**Record excerpts**
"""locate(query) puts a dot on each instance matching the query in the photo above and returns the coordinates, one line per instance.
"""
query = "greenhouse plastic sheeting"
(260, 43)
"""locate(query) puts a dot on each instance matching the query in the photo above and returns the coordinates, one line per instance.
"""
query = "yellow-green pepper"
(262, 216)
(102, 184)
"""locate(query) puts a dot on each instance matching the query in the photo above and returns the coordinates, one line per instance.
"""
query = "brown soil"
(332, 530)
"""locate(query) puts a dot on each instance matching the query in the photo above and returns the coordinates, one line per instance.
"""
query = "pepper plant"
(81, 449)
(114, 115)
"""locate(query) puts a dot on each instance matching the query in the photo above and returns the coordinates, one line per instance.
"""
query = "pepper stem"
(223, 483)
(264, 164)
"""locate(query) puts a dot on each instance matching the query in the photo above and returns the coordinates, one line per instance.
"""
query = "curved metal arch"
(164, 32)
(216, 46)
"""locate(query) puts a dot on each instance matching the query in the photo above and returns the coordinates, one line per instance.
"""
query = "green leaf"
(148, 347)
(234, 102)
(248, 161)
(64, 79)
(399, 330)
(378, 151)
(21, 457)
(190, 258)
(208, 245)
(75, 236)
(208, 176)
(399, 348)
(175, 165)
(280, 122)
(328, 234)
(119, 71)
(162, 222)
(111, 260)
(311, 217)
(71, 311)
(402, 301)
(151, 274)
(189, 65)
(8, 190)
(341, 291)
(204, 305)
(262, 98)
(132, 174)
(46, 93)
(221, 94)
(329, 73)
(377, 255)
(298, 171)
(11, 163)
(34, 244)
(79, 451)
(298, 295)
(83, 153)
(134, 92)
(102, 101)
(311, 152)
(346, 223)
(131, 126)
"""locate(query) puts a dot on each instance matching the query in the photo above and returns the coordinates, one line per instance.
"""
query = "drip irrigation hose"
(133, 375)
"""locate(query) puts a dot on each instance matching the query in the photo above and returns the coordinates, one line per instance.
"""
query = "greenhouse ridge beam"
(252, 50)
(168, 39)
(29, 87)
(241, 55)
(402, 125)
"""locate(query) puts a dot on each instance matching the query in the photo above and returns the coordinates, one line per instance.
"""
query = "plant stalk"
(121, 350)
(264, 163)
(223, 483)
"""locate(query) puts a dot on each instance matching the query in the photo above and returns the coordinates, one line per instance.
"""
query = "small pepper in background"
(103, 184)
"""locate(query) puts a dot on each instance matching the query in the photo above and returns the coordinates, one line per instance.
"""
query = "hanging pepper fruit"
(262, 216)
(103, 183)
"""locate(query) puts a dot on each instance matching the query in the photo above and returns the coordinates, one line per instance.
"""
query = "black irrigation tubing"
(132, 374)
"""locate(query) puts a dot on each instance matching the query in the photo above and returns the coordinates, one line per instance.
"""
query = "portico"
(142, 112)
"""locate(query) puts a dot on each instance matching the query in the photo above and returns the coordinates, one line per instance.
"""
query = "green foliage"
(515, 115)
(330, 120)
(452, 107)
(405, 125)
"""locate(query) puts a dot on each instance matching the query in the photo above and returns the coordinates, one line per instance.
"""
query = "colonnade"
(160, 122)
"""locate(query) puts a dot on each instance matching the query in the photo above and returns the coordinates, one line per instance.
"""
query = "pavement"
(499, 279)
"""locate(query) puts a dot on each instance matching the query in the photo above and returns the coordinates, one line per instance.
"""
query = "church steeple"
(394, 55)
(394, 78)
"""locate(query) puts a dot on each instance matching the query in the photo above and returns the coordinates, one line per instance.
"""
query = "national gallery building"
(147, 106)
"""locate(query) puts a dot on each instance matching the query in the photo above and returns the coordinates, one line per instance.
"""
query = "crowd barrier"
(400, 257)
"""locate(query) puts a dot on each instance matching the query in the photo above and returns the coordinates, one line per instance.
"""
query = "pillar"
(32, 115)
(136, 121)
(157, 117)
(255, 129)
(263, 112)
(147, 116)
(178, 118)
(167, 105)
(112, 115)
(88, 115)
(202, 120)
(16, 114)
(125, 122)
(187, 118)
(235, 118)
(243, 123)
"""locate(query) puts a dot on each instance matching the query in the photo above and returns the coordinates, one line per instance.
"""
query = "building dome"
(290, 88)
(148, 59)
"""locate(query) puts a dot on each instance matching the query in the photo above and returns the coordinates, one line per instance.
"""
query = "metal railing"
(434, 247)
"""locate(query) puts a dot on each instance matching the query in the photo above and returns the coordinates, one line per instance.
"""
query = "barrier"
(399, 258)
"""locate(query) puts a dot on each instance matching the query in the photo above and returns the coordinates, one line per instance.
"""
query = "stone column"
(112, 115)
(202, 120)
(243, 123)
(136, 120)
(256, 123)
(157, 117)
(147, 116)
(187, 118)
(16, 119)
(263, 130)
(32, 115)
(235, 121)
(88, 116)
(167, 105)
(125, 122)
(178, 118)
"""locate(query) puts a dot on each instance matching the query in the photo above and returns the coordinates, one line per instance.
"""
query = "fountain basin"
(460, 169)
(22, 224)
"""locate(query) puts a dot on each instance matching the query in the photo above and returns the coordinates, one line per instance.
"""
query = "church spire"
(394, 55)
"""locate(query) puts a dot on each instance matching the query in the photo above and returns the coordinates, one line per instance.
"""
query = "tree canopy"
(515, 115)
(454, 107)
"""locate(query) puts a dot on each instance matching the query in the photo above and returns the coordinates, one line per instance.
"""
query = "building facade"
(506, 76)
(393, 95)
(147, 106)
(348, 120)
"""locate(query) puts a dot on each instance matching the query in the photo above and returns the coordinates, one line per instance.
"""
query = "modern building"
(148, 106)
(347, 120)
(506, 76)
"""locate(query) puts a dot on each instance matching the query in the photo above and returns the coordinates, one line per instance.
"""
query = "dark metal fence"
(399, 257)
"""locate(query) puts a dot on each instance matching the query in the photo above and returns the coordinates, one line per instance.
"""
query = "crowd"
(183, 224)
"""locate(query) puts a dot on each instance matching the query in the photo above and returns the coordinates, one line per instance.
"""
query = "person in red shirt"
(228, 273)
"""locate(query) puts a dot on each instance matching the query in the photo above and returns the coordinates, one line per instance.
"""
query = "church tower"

**Goal**
Give the listing again, word for word.

**Correct output**
"""locate(query) puts a dot on each instance matching the query in the photo above and returns the coordinates, one line per instance.
"""
query = "greenhouse plastic sheeting"
(260, 43)
"""locate(query) puts a dot on each instance matching the query in the photo above and returns the coordinates, one line per instance.
"""
query = "yellow-green pepper"
(262, 216)
(102, 184)
"""locate(query) puts a dot on each instance matching the query in the photo above and returns the coordinates, one line per instance.
"""
query = "brown soil"
(332, 530)
"""locate(query) puts a dot on each instance matching the query in the photo above and returns the coordinates, one line per instance.
"""
query = "pepper plant"
(81, 449)
(114, 115)
"""locate(query) puts a dot on each instance matching the query in the photo above and returns the coordinates, one line per instance.
"""
query = "pepper stem"
(223, 483)
(264, 164)
"""locate(query) puts a dot on each instance matching the query in the photo above and returns the coordinates, one line per instance.
"""
query = "curved metal arch"
(164, 32)
(216, 46)
"""locate(query) puts a dot on each instance matching the query in the photo above and returns the coordinates, one line per instance.
"""
query = "green leaf"
(148, 347)
(234, 102)
(248, 161)
(64, 79)
(399, 330)
(378, 151)
(21, 457)
(190, 258)
(208, 245)
(75, 236)
(208, 176)
(399, 348)
(175, 165)
(280, 122)
(328, 234)
(119, 71)
(162, 222)
(111, 260)
(311, 217)
(71, 311)
(402, 301)
(151, 274)
(189, 65)
(8, 190)
(341, 291)
(204, 305)
(262, 98)
(132, 174)
(46, 93)
(221, 94)
(329, 73)
(377, 255)
(298, 171)
(11, 163)
(34, 244)
(79, 451)
(298, 295)
(83, 153)
(134, 92)
(102, 101)
(311, 152)
(346, 223)
(131, 126)
"""locate(query) puts a dot on each instance matching the query in the photo above and returns the coordinates, one line per instance.
"""
query = "drip irrigation hose"
(133, 375)
"""locate(query) puts a dot on each instance matching the query in the photo above and returns the coordinates, one line per instance.
"""
query = "greenhouse ridge beam"
(252, 50)
(168, 39)
(29, 87)
(241, 55)
(402, 125)
"""locate(query) puts a dot on each instance matching the query in the photo above and returns the coordinates, one line per instance.
"""
query = "plant stalk"
(121, 350)
(264, 163)
(223, 483)
"""locate(query) puts a dot on each instance matching the query in the photo above and returns the coordinates, one line per instance.
"""
query = "small pepper in background"
(103, 184)
"""locate(query) puts a dot on each instance matching the query in the photo above and returns the coordinates, one line per instance.
"""
query = "hanging pepper fruit"
(262, 216)
(103, 183)
"""locate(query) puts a dot on each instance matching the query in the photo above and returns the coordinates, one line per instance.
"""
query = "black irrigation tubing"
(132, 374)
"""locate(query) puts a dot on each instance matching the query in the photo above and returns the coordinates, one line per instance.
"""
query = "portico"
(142, 112)
"""locate(query) puts a dot on each instance matching the query in the photo above and returns the coordinates, one line per instance.
"""
query = "green foliage"
(515, 115)
(330, 120)
(452, 107)
(405, 125)
"""locate(query) puts a dot on each instance matching the query in the photo above and returns the coordinates, one line per instance.
"""
query = "colonnade"
(160, 122)
"""locate(query) puts a dot on each instance matching the query in the photo above and returns the coordinates, one line per instance.
"""
query = "pavement"
(499, 279)
"""locate(query) puts a dot on each instance matching the query in the photo above and returns the coordinates, one line per instance.
"""
query = "church steeple"
(394, 55)
(394, 78)
"""locate(query) puts a dot on each instance matching the query in the photo above and returns the coordinates, one line per instance.
"""
query = "national gallery building"
(147, 106)
"""locate(query) puts a dot on each instance matching the query in the photo above and returns the coordinates, one line per instance.
"""
query = "crowd barrier"
(400, 257)
"""locate(query) puts a dot on each instance matching the query in the photo above and returns the coordinates, one line per instance.
"""
query = "pillar"
(32, 115)
(136, 121)
(157, 117)
(255, 129)
(263, 112)
(147, 116)
(178, 118)
(167, 105)
(112, 115)
(88, 115)
(202, 120)
(16, 114)
(125, 122)
(187, 118)
(235, 118)
(243, 123)
"""locate(query) puts a dot on each instance matching the query in the photo above and returns the coordinates, one line per instance.
"""
query = "building dome"
(290, 88)
(148, 59)
"""locate(query) puts a dot on each instance matching the query in the photo above and returns the coordinates, one line per instance.
"""
query = "metal railing"
(434, 247)
"""locate(query) puts a dot on each instance matching the query in the photo above and returns the coordinates, one line per instance.
"""
query = "barrier"
(399, 258)
"""locate(query) puts a dot on each instance matching the query in the photo above and returns the coordinates, one line per instance.
"""
query = "stone column"
(112, 115)
(202, 120)
(243, 123)
(136, 120)
(256, 123)
(157, 117)
(147, 116)
(187, 118)
(16, 119)
(263, 130)
(32, 115)
(235, 121)
(88, 116)
(167, 105)
(125, 122)
(178, 118)
"""locate(query) puts a dot on each instance matching the query in the photo above and returns the coordinates, one line per instance.
"""
query = "fountain basin"
(460, 169)
(22, 224)
"""locate(query) puts a dot on each instance matching the query in the photo above and returns the coordinates, one line per instance.
"""
query = "church spire"
(394, 55)
"""locate(query) puts a dot on each instance matching the query in the photo above and returns the coordinates, one line per instance.
"""
query = "tree canopy"
(515, 115)
(454, 107)
"""locate(query) puts a dot on each instance matching the query in the photo above and returns the coordinates, one line per instance.
"""
query = "building facade"
(506, 76)
(393, 95)
(147, 106)
(348, 120)
"""locate(query) puts a dot on each instance matching the query in the photo above and returns the coordinates, one line per instance.
"""
query = "modern building"
(148, 106)
(347, 120)
(506, 76)
"""locate(query) puts a dot on each instance matching the query in the photo above and returns the coordinates, one line per instance.
"""
query = "dark metal fence"
(399, 257)
"""locate(query) puts a dot on each instance matching the query in the photo above and returns the coordinates, one line per instance.
"""
query = "crowd"
(183, 224)
"""locate(query) puts a dot on each instance matching the query in the photo above and returns the coordinates, one line per instance.
"""
query = "person in red shirt"
(228, 273)
"""locate(query) puts a dot on each instance matching the query in the photo above and returns the coordinates, one line per instance.
"""
query = "church tower"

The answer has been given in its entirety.